Given passage -
##############################

As a starter I would like to stick and learn with the basic lens which comes which is 18-55 IS. However my confusion is mounting especially looking at the range of the lenses.

Though photography is my hobby but I would like to take it real seriously. Not sure if I will choose/happen to make money with hobby [till now] (to buy or afford big heavy equipment)

So to upgrade the to new lens in future follwoing thoughts are bouncing in my head after some investigation ...

Canon 55-250 IS :

Why : Comparitively less expensive and can fullfill my requirement to reach distance so that I won't be upset not being able to shoot object at distance.

Questions: will be be able to deliver nice clean shopts (Like pro) ? Or its just toy to satisfy amature photographers need to do some wildlife and birds photography ?

Canon 70 - 300 :

Why : Little upgrade which can get me power to reach some more distace ... hopefully not too expensive.

Question : Same as above + which one has the better results and reliable ?

Other options I was thinking was to buy EF lenses timely one by one ....so that in case I upgrade to full frame they can be useful. I heard that they have real good picture quality and they truly worth their value. Is that true? In that case

Canon 20 - 70 MM IS USM :

Why: Good expensive ... I thought it would satisfy my need of general lens and still produce excellent results.

##############################

Carry the post about choosing Canon lenses forward from its final line, in the same voice. The listing that comes next is from a separate source.

##############################

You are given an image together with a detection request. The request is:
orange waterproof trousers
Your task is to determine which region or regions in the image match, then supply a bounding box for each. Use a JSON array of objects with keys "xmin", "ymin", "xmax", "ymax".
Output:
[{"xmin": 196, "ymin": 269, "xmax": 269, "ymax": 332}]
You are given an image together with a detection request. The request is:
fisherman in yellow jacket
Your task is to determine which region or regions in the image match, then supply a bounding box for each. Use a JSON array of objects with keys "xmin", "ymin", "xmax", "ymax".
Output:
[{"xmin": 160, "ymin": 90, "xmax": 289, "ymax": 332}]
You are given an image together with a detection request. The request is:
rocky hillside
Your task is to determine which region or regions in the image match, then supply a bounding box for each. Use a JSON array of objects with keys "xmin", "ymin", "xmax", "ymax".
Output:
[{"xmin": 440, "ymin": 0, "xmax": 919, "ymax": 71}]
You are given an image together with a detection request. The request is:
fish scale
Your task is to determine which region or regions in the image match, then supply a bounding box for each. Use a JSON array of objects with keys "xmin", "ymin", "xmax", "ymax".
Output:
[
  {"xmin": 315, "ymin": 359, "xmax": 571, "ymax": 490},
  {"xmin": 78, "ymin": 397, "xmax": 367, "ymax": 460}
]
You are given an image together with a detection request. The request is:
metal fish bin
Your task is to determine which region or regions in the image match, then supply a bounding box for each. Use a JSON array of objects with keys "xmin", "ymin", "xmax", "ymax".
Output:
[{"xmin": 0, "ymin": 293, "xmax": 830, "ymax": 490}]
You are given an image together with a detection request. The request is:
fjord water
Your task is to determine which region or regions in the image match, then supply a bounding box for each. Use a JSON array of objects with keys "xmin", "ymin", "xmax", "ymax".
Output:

##############################

Response below -
Quesion : Is my expectation from this lens correct ?

Then I will think to buy zoom lens for wildlife,

Canon 100-400 4.5 IS USM:

Why: I heard it's a good lens and can be handy in wild life

Question : Does this really stand for providing good quality images ? Or it's just big bucks one has to pay for not really good results?

I am also interested to try Macro photography. So thinking to buy one macro lense in future though I heard Close-up kits could be handly inexpensive but macro lens does really makes the difference so

Canon 100 2.8 IS USM:

Why: I donts want 68 mm lens in this family as it looks too short and don't want 180 mm lens looks too expensive. So this deal appears to be a win-win situation.

Question: is my understanding corrent ? or it's just Close UP kit could make all different with any of above mentioned Zoom lenses and no need for special Macro lens ?

Now the following lens really got my eyes wide open. But just that is too expensive. Canon 70-200 2.8 IS USM:

Why: I would like to experience the magic of 2.8 on 200mm. I think this could produce exceptional results in wild and fashion. It could be a nice friend with the above mentioned Canon 20-70.

Question: Is it worth spending on this lens ? Or 100-400 will prove better and sufficient than this ?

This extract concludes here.